*** DATA FOR ANALYSIS

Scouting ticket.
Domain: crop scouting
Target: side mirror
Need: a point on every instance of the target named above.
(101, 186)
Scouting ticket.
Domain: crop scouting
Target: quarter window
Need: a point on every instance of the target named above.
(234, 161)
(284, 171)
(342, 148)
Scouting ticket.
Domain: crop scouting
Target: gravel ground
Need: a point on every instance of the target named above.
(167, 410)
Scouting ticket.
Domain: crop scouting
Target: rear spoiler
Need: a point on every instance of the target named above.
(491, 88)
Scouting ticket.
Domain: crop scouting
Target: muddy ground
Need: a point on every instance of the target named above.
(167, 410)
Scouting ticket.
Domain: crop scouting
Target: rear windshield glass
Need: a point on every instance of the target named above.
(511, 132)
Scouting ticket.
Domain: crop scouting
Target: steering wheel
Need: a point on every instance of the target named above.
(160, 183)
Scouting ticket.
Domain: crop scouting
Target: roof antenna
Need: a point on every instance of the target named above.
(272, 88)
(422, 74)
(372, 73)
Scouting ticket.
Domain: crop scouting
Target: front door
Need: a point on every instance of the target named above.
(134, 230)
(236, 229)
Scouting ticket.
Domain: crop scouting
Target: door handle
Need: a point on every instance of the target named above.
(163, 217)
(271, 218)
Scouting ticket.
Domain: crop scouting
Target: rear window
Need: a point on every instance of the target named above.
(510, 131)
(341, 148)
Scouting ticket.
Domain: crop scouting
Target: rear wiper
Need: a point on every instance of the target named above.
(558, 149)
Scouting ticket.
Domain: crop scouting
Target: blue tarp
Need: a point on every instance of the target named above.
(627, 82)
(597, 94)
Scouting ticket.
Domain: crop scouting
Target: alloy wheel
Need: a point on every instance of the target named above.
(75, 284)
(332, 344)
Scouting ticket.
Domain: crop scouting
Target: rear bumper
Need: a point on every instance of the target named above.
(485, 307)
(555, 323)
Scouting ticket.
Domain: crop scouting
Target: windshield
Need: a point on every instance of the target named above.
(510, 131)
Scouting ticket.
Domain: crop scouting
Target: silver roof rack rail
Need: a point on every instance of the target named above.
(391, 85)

******

### [WHAT TO DO]
Retype the records above, but only those lines that fall between the line containing "Target: gravel ground" and the line containing "Target: silver roof rack rail", with both of those lines included, exactly as written.

### [FINISHED TASK]
Target: gravel ground
Need: a point on every instance of the target named above.
(167, 410)
Scouting ticket.
Domain: crop scouting
Target: rear spoiler
Need: a point on every instance of the target named above.
(491, 88)
Scouting ticket.
Domain: crop scouting
Target: muddy ground
Need: a point on every instance of the target named above.
(167, 410)
Scouting ticket.
Domain: crop scouting
Target: rear windshield glass
Need: a point on every instance of the target named above.
(511, 132)
Scouting ticket.
Domain: crop scouting
Target: steering wheel
Need: a point on every instance of the target named above.
(160, 183)
Scouting ticket.
Domain: crop scouting
Target: roof antenna
Need: a point on every instance of the target named above.
(272, 88)
(422, 74)
(372, 73)
Scouting ticket.
Domain: crop scouting
Target: front door
Need: a point on every instance of the target named above.
(134, 230)
(236, 229)
Scouting ticket.
Domain: crop scouting
Target: door handle
Need: a point on every instance of the target named above.
(163, 217)
(271, 218)
Scouting ticket.
Domain: crop scouting
Target: rear window
Need: a point on every instance of the target named above.
(510, 131)
(341, 148)
Scouting ticket.
Domain: crop scouting
Target: rear wiper
Need: a point on every instance of the target named above.
(558, 149)
Scouting ticket.
Domain: crop scouting
Target: blue tarp
Need: a point on every instance of the target named above.
(627, 82)
(597, 94)
Scouting ticket.
Domain: crop scouting
Target: alloy wheel
Need: a point on every instance of the target named above.
(75, 284)
(332, 344)
Scouting ticket.
Domain: crop scouting
Target: rear bumper
Need: a point on every instance of the target named above.
(485, 307)
(555, 323)
Scouting ticket.
Domain: crop scouting
Target: windshield
Need: a point on every instance of the target named above.
(510, 131)
Scouting ticket.
Domain: crop scouting
Target: silver roof rack rail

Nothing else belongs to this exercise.